PROBLEM TO SOLVE
Reproduce the entries below in full, word for word.

##### THE INPUT

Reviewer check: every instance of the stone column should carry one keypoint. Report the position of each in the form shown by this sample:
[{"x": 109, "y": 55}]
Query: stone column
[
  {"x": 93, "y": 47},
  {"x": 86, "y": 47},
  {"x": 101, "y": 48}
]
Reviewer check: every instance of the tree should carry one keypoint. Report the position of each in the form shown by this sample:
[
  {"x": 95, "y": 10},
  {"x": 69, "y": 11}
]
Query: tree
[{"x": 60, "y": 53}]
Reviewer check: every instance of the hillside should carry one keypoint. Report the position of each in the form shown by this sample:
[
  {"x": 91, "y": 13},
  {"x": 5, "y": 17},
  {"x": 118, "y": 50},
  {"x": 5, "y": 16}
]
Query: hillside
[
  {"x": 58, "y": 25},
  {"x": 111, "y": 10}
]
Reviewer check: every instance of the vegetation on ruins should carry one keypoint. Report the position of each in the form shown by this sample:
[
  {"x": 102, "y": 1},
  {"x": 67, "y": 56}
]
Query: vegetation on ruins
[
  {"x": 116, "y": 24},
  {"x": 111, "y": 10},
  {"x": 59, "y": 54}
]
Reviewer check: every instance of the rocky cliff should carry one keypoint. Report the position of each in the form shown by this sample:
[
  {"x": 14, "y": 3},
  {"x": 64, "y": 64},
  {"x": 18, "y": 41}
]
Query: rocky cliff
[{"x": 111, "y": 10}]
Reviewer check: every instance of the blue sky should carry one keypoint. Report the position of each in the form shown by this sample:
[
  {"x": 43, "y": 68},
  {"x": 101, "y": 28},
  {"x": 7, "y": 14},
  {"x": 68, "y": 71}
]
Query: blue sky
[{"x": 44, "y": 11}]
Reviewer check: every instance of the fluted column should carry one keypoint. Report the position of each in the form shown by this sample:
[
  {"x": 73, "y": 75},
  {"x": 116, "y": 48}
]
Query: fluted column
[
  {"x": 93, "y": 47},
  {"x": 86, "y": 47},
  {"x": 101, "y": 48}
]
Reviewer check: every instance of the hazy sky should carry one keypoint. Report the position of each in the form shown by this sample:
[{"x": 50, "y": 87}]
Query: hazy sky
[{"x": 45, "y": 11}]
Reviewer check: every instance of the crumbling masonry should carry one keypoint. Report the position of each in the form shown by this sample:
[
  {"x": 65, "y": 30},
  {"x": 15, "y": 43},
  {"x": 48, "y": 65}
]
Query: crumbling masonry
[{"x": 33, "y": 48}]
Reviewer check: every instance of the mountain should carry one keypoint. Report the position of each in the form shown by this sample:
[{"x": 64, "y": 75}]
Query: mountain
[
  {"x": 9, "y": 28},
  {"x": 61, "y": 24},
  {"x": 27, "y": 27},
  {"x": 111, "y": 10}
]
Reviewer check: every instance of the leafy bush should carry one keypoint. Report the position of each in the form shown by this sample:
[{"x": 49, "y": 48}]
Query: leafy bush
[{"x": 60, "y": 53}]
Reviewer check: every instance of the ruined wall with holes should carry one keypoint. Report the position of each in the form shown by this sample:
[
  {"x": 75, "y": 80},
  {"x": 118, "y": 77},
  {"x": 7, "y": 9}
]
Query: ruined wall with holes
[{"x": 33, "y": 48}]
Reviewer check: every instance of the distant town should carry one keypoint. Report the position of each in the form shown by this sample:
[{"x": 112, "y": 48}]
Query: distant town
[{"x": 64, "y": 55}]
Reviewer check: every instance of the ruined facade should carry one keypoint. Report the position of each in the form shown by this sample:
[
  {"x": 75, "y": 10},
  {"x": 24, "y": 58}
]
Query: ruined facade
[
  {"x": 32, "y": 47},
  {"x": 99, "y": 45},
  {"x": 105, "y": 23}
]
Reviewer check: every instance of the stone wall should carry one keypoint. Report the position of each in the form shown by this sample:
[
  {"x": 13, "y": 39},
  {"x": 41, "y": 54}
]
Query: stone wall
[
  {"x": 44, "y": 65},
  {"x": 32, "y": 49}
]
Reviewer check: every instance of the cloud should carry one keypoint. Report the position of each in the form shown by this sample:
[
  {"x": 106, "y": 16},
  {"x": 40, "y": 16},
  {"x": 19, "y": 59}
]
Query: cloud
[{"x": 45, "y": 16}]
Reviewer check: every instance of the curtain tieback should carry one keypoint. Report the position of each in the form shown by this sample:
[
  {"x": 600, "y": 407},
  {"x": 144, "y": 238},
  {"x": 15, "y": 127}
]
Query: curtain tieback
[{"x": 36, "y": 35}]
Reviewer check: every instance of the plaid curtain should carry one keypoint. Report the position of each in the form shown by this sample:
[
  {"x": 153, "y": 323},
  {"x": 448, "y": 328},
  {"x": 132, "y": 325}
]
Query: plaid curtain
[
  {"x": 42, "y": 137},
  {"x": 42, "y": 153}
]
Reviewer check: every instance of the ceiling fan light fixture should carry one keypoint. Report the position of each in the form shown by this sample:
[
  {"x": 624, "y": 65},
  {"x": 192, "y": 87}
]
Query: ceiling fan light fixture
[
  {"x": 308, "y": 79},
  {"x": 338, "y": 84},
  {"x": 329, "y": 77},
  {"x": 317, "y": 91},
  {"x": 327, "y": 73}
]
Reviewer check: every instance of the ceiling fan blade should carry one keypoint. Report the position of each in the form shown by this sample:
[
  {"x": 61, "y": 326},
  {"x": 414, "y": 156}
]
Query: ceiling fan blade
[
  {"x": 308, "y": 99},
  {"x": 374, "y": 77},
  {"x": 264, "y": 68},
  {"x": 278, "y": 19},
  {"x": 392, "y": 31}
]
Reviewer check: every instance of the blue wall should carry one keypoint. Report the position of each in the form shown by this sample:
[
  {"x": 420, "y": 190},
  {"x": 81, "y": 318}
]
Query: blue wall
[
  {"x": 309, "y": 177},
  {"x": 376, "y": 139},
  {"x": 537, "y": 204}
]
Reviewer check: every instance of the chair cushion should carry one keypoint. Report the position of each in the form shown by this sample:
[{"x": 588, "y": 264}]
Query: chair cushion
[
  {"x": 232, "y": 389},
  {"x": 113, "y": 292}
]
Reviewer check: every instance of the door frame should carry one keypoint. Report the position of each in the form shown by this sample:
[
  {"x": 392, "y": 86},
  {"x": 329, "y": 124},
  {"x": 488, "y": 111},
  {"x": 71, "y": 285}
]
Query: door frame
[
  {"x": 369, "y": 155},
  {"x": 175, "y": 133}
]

##########

ANSWER FOR THIS EXERCISE
Reviewer check: every instance of the stone column should carry one keypoint. Report the position of each in the form shown by this sample:
[{"x": 109, "y": 55}]
Query: stone column
[
  {"x": 93, "y": 47},
  {"x": 86, "y": 47},
  {"x": 101, "y": 48}
]
Reviewer check: every instance of the tree should carry one keypoint. Report the position of each in the form shown by this sample:
[
  {"x": 95, "y": 10},
  {"x": 69, "y": 11}
]
Query: tree
[{"x": 60, "y": 53}]
Reviewer check: every instance of the hillside should carry one keypoint. Report the position of each in the form shown by this sample:
[
  {"x": 91, "y": 13},
  {"x": 5, "y": 17},
  {"x": 118, "y": 50},
  {"x": 5, "y": 16}
]
Query: hillside
[
  {"x": 58, "y": 25},
  {"x": 111, "y": 10}
]
Reviewer check: every instance of the vegetation on ruins should carry one keypoint. Report the position of each in the form shown by this sample:
[
  {"x": 102, "y": 1},
  {"x": 67, "y": 56}
]
Query: vegetation on ruins
[
  {"x": 116, "y": 24},
  {"x": 111, "y": 10},
  {"x": 59, "y": 54}
]
Reviewer check: every instance of the rocky cliff should carry one keypoint. Report the position of each in the form shown by this sample:
[
  {"x": 14, "y": 3},
  {"x": 64, "y": 64},
  {"x": 18, "y": 41}
]
Query: rocky cliff
[{"x": 111, "y": 10}]
Reviewer check: every instance of the blue sky should carry one keypoint. Report the position of each in the form shown by this sample:
[
  {"x": 43, "y": 68},
  {"x": 101, "y": 28},
  {"x": 7, "y": 14},
  {"x": 68, "y": 71}
]
Query: blue sky
[{"x": 44, "y": 11}]
Reviewer check: every instance of the fluted column should carry one keypoint. Report the position of each in the form shown by this sample:
[
  {"x": 73, "y": 75},
  {"x": 116, "y": 48}
]
Query: fluted column
[
  {"x": 93, "y": 47},
  {"x": 86, "y": 47},
  {"x": 101, "y": 48}
]
Reviewer check: every instance of the hazy sky should carry one keypoint. Report the position of each in the form shown by this sample:
[{"x": 50, "y": 87}]
Query: hazy sky
[{"x": 45, "y": 11}]
Reviewer check: every instance of the crumbling masonry should carry one keypoint. Report the position of each in the form shown by this sample:
[
  {"x": 65, "y": 30},
  {"x": 15, "y": 43},
  {"x": 48, "y": 65}
]
Query: crumbling masonry
[{"x": 33, "y": 48}]
Reviewer check: every instance of the mountain should carry one keypoint. Report the position of each in the form shown by this sample:
[{"x": 64, "y": 75}]
Query: mountain
[
  {"x": 9, "y": 28},
  {"x": 61, "y": 24},
  {"x": 27, "y": 27},
  {"x": 111, "y": 10}
]
Reviewer check: every instance of the leafy bush should carry one keypoint. Report the position of each in the form shown by this sample:
[{"x": 49, "y": 48}]
Query: leafy bush
[{"x": 60, "y": 53}]
Reviewer check: every instance of the ruined wall with holes should carry one keypoint. Report the position of each in the form shown by this sample:
[
  {"x": 75, "y": 80},
  {"x": 118, "y": 77},
  {"x": 7, "y": 9}
]
Query: ruined wall with holes
[{"x": 33, "y": 48}]
Reviewer check: every instance of the distant town should carry one keypoint. Report the position of each in the form shown by this sample:
[{"x": 112, "y": 48}]
Query: distant town
[{"x": 64, "y": 55}]
Reviewer check: every instance of the ruined facade should carry one keypoint. Report the position of each in the form shown by this sample:
[
  {"x": 75, "y": 10},
  {"x": 24, "y": 58}
]
Query: ruined facade
[
  {"x": 32, "y": 47},
  {"x": 99, "y": 45},
  {"x": 105, "y": 23}
]
Reviewer check: every instance of the stone wall should carry one keypoint. Report the position of each in the form shown by this sample:
[
  {"x": 13, "y": 39},
  {"x": 41, "y": 54}
]
Query: stone wall
[
  {"x": 44, "y": 65},
  {"x": 32, "y": 49}
]
Reviewer check: every instance of the cloud should carry one keypoint. Report the position of each in the form shown by this sample:
[
  {"x": 106, "y": 16},
  {"x": 40, "y": 16},
  {"x": 19, "y": 59}
]
Query: cloud
[{"x": 45, "y": 16}]
Reviewer check: every instance of the curtain tieback should carry one keypoint. Report the position of each in the form shown by this sample:
[
  {"x": 600, "y": 407},
  {"x": 144, "y": 238},
  {"x": 15, "y": 127}
]
Query: curtain tieback
[{"x": 36, "y": 35}]
Reviewer check: every instance of the plaid curtain should carry one keypoint. Report the position of each in the form shown by this sample:
[
  {"x": 153, "y": 323},
  {"x": 448, "y": 328},
  {"x": 132, "y": 325}
]
Query: plaid curtain
[
  {"x": 42, "y": 137},
  {"x": 42, "y": 153}
]
Reviewer check: every instance of the ceiling fan light fixture should carry one keypoint. Report the position of each in the form shown by this sample:
[
  {"x": 624, "y": 65},
  {"x": 192, "y": 87}
]
Query: ceiling fan light fixture
[
  {"x": 308, "y": 79},
  {"x": 338, "y": 84},
  {"x": 329, "y": 77},
  {"x": 317, "y": 91},
  {"x": 327, "y": 73}
]
Reviewer check: every instance of the ceiling fan blade should carry one keypoint. Report the position of each in the form shown by this sample:
[
  {"x": 61, "y": 326},
  {"x": 414, "y": 156}
]
Query: ceiling fan blade
[
  {"x": 308, "y": 99},
  {"x": 374, "y": 77},
  {"x": 264, "y": 68},
  {"x": 278, "y": 19},
  {"x": 392, "y": 31}
]
Reviewer check: every instance of the blue wall should carry one keypoint. Report the position of each in the form shown by this sample:
[
  {"x": 420, "y": 190},
  {"x": 81, "y": 318}
]
Query: blue wall
[
  {"x": 309, "y": 177},
  {"x": 376, "y": 139},
  {"x": 537, "y": 204}
]
Reviewer check: every instance of the chair cushion should carry one keypoint. Report the position of each in the form shown by this sample:
[{"x": 588, "y": 264}]
Query: chair cushion
[
  {"x": 232, "y": 389},
  {"x": 113, "y": 292}
]
Reviewer check: every instance of the door frame should carry one keypoint. Report the position of each in the form shown by this sample:
[
  {"x": 392, "y": 86},
  {"x": 329, "y": 124},
  {"x": 488, "y": 111},
  {"x": 71, "y": 285}
]
Query: door frame
[
  {"x": 369, "y": 155},
  {"x": 175, "y": 133}
]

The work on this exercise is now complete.